When I saw District 9 this time, I was reminded of Sin City, not for any shared content or style, but for my changes in reaction. I saw both in the theatres during their original releases, and neither of them impressed me very much. Now, retrospectively, I can see what I vaguely suspected, they were both extremely unsettling, and nearly peerless in their craft.

Perhaps, like the citizens of 1982’s Johannesburg, I expected Steven Spielberg’s “music from heaven and bright shining lights”. Instead we get a million ailing refugees, insectile aliens confined in a shantytown, the title’s District 9. We learn of the social controversy through a documentary structure, describing the fictional history to this point.

About thirty years later, private security firm Multi-National United (MNU) is tasked with moving the “invaders” two hundred kilometers away, believing segregation will undo the societal ills they are blamed for. Some in the media, however, have noted the firm also happens to be one of the world’s largest weapons manufacturers.

No such things are of any concern to Wikus Van De Merwe (The A-Team’s Sharlto Copley), a simple-minded fall guy assigned to head up MNU’s Alien Affairs. He affects a positive swagger, and demonstrates rare sweetness, and yet he’s also profoundly ignorant, often dangerously so. He’s a white-collar desk jockey out of his depth, manifesting the best and worst of human frailty.

We know from the earliest moments’ narration he becomes involved in terrible doings, which keeps us hanging on to find out what. Ostensibly, District seems to be Close Encounters of the Apartheid. In truth, the issues are largely setting the scene for the journey of one man. We don’t learn much more of “Joburg” itself, nor the visitors’ past and future, but we follow the evolution of Van De Merwe.

Stated exercise:
In the District 9 review, what reason is given for MNU moving the aliens two hundred kilometers away? Answer in one to three sentences.

Listed entries:

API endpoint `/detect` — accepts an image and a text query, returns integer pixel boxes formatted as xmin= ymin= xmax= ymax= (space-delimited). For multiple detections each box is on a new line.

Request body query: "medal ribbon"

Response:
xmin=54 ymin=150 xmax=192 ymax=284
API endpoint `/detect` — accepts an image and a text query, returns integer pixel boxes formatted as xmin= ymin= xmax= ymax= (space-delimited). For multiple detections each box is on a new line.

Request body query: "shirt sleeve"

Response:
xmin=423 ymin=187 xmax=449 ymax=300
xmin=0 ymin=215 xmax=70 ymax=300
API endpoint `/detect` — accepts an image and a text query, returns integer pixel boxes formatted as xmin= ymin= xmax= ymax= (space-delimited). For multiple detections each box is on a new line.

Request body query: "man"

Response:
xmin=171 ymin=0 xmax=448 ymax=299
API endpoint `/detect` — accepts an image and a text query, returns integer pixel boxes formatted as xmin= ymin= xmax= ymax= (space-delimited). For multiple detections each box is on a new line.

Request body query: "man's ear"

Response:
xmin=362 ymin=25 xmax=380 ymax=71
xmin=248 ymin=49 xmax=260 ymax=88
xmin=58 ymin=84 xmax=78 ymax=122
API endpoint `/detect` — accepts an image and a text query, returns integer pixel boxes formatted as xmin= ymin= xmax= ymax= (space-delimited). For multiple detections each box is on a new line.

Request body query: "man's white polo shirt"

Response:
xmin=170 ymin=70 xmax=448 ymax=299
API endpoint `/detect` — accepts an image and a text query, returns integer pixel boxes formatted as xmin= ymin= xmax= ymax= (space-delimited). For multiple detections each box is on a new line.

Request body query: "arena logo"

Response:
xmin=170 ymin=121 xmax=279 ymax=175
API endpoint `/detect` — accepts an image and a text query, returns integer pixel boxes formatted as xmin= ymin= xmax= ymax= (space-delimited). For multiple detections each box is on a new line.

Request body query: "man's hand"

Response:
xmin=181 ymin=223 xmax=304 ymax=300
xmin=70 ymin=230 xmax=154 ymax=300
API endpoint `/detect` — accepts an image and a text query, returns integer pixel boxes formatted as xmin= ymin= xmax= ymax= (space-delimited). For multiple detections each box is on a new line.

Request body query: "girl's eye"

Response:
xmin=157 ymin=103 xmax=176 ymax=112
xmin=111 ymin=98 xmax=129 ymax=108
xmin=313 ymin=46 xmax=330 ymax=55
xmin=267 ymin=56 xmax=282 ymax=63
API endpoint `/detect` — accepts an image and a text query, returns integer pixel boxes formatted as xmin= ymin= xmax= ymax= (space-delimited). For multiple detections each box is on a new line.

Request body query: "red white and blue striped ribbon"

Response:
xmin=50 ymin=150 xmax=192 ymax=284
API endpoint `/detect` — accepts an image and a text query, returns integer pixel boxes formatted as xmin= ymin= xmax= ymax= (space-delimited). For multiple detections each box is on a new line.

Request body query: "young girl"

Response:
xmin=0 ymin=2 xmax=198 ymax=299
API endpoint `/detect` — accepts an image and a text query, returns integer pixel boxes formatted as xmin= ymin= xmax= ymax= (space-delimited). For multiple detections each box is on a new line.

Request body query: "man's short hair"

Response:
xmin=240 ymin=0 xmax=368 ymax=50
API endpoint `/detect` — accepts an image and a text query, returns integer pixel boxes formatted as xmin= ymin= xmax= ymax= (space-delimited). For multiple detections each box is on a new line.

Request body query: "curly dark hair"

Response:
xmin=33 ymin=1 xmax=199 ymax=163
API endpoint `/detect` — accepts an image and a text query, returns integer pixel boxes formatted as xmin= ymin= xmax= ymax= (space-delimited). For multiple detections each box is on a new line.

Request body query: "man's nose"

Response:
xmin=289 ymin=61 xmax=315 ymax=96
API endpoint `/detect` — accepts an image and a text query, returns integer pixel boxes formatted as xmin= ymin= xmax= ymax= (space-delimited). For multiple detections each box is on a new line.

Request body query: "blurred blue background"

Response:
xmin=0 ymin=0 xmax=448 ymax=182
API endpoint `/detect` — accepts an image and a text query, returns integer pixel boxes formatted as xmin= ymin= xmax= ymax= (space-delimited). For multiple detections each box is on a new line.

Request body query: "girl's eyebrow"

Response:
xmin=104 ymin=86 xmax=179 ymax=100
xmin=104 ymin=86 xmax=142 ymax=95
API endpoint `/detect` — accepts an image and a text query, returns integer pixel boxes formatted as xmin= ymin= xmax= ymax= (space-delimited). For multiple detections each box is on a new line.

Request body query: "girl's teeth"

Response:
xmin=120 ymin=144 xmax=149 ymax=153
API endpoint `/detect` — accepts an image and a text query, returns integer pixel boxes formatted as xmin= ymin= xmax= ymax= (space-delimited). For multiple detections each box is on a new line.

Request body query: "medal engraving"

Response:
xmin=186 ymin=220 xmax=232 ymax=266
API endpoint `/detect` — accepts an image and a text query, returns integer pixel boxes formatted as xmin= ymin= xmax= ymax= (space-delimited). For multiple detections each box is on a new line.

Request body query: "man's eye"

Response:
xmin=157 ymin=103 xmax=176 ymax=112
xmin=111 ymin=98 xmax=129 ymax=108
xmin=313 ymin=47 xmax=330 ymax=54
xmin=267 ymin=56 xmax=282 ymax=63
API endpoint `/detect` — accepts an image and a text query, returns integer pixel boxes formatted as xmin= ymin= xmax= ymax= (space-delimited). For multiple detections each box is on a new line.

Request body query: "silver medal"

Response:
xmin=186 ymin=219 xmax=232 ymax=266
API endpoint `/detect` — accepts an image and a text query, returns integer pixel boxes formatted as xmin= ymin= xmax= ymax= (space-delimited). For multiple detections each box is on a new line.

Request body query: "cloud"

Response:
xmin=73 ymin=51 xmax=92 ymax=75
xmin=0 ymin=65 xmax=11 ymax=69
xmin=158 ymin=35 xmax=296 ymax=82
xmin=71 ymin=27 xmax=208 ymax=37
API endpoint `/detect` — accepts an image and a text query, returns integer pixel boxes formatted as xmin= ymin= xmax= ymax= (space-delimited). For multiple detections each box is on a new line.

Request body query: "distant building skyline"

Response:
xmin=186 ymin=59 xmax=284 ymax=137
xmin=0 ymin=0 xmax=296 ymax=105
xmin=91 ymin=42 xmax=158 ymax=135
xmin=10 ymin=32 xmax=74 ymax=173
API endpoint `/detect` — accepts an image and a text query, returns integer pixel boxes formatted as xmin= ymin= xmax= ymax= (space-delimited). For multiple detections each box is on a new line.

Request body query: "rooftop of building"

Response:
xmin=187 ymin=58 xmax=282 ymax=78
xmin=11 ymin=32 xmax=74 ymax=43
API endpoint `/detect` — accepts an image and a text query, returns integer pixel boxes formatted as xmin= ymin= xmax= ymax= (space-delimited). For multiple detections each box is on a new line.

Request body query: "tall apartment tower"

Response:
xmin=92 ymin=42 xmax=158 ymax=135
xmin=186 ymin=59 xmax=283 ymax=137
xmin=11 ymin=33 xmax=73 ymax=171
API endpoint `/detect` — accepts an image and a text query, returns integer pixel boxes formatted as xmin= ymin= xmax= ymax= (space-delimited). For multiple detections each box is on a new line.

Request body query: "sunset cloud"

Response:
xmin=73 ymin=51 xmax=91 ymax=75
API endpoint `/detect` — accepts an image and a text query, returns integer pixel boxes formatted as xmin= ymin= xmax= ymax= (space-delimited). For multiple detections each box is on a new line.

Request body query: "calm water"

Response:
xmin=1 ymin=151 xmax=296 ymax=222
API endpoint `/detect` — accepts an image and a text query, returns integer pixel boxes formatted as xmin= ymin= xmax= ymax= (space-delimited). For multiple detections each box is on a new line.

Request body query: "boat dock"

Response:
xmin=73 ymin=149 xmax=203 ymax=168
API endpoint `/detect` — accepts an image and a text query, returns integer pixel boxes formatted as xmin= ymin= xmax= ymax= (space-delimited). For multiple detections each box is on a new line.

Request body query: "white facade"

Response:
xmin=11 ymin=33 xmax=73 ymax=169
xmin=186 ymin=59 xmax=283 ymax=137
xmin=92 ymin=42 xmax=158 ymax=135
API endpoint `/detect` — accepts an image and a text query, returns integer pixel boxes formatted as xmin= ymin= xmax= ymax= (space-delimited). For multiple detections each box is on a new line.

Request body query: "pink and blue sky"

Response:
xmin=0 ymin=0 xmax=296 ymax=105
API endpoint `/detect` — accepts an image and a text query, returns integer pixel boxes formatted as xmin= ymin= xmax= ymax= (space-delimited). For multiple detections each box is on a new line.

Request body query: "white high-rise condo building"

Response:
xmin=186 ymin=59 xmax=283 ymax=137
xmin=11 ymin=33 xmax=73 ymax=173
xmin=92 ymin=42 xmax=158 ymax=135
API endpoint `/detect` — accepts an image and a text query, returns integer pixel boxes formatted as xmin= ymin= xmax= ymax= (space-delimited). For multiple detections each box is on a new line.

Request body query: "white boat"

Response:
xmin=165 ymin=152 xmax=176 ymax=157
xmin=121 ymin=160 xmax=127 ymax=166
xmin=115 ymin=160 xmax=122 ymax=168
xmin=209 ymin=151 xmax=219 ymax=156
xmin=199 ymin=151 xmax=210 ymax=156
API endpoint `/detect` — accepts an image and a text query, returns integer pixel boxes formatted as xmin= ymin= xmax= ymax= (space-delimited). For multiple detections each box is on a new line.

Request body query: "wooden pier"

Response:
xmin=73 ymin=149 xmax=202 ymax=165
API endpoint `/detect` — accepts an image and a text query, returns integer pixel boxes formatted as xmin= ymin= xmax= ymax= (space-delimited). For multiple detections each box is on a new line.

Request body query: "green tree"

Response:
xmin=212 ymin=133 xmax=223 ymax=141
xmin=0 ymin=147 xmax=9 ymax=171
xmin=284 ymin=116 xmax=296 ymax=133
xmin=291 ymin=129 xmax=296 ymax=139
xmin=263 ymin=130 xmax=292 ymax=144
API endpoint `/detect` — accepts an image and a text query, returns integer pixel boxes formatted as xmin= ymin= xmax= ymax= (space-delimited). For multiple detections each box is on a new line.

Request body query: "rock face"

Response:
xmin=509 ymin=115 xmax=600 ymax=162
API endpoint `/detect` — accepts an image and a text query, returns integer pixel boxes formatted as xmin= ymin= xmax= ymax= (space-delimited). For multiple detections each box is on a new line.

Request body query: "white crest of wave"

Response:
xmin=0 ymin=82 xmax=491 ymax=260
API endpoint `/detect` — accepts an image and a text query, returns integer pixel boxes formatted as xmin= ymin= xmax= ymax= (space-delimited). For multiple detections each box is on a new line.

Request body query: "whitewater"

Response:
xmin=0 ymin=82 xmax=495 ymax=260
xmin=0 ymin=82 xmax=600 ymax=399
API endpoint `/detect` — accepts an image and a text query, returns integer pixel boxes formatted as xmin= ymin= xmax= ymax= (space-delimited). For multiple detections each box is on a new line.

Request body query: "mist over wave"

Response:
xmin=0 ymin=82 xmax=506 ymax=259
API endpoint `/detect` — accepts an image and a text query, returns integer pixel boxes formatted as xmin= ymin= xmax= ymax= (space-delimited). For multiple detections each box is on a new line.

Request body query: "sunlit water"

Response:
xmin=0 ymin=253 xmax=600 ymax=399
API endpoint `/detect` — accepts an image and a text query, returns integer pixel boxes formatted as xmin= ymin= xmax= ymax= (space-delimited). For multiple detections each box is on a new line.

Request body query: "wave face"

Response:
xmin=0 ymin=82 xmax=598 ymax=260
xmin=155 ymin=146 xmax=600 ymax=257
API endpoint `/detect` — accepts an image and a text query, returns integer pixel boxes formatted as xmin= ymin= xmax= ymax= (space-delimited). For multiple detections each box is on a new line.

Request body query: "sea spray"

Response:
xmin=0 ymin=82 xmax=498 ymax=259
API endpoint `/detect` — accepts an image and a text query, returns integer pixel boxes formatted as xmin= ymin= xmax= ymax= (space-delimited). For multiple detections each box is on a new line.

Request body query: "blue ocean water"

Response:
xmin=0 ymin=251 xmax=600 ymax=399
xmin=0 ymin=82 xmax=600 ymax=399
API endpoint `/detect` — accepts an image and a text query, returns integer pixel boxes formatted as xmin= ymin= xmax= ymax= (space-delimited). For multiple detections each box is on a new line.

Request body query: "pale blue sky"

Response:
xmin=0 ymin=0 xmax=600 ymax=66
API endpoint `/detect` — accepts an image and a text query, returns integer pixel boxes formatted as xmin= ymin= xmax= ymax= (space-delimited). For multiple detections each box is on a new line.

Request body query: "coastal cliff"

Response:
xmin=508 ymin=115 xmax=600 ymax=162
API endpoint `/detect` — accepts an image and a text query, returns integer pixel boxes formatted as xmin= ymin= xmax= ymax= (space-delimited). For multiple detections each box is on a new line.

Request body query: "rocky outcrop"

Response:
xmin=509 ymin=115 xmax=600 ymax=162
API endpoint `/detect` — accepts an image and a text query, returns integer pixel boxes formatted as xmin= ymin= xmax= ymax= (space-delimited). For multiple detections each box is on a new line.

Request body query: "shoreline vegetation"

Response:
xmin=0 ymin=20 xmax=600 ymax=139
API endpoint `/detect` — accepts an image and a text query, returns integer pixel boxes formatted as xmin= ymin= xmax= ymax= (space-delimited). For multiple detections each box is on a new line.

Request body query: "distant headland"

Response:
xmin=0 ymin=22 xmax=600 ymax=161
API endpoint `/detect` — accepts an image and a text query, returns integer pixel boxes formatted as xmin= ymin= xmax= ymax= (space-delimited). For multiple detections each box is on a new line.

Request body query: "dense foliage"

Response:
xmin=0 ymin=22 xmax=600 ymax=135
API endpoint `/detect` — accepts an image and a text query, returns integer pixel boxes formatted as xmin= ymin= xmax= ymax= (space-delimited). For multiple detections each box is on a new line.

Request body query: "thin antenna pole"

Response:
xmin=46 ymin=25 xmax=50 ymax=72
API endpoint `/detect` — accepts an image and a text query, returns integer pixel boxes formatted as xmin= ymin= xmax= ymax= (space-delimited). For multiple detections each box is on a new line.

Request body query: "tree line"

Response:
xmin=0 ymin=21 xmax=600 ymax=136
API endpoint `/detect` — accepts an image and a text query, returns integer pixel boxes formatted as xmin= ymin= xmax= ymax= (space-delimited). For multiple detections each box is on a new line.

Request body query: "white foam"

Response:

Task output:
MNU believes that segregating the aliens will undo the societal ills they are blamed for.